(Text block)
Impact of Brexit on the economy

  1. At the Prosperity UK conference, business leaders have stated that corporate Britain has moved on from the EU referendum and is now focused on making Brexit work.
  2. In a provocative move as Brexit talks begin, the Financial Times reports that Brussels is rushing out proposals to impose EU control on the City of London’s euro-clearing market.
  3. The EU Energy and Environment Sub-Committee has published its report investigating the implications of Brexit for UK agriculture and food, particularly the implications of leaving the EU’s Common Agriculture Policy and the Single Market.
  4. JP Morgan is reportedly to move hundreds of jobs out of the UK due to Brexit, whilst the boss of Goldman Sachs has stated that the City ‘will stall’ over the Brexit risk.
  5. Oil and Gas UK have warned that a hard Brexit resulting in falling back on WTO rules and curtailing freedom of movement, would cost them £500m a year.

Brexit as it affects Practice Areas:


Statistics published by police forces in England and Wales show that hate crime soared in the months leading up to the EU referendum, with more than 62,500 incidents in 2015-16, a rise of 19% on the previous year.


Following its inquiry into health and social care post-Brexit, the House of Commons’ Health Select Committee has emphasised that the impact of Brexit om people who rely on the EU’s reciprocal healthcare arrangements should not be underestimated.
(End Text block)
(Records provided)
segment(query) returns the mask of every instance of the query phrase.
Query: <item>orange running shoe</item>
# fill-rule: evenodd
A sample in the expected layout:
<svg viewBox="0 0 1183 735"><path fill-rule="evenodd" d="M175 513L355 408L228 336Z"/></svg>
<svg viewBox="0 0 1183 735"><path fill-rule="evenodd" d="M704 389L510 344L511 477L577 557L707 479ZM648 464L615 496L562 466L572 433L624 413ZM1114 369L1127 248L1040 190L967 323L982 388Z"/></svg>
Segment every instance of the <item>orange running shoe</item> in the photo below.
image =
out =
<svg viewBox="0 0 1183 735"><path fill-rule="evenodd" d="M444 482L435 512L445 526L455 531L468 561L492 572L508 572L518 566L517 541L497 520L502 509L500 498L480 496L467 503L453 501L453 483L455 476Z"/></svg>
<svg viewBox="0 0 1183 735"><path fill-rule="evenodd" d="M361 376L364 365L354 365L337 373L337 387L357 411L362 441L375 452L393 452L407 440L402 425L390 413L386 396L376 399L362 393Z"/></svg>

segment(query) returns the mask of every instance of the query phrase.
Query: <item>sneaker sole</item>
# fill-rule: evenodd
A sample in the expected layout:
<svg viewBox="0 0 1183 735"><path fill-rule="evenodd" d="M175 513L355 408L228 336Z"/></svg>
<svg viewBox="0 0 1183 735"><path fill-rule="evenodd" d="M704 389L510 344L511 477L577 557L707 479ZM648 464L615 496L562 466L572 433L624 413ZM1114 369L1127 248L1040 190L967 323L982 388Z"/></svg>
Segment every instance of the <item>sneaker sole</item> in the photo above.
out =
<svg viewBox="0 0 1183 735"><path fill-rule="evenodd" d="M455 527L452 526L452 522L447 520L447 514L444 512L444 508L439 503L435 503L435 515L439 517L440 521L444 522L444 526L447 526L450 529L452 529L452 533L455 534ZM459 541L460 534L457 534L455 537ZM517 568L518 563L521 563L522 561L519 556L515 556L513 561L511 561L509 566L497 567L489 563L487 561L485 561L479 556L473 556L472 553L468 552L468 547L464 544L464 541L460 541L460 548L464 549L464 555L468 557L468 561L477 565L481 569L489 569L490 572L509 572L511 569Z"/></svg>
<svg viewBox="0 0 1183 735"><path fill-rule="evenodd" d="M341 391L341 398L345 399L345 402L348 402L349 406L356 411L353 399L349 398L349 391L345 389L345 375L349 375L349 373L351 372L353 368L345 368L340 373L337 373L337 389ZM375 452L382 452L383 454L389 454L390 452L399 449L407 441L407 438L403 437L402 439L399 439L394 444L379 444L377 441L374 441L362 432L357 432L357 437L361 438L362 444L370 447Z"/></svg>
(End Records provided)
• [Prompt] From the Brexit text, list every count, percentage, or money amount written in digits. Leave out the list numbering and the year span.

• [Written solution]
- more than 62,500 (hate crime incidents in 2015-16)
- 19% (rise on the previous year)
- £500m a year (cost of a hard Brexit, as warned by Oil and Gas UK)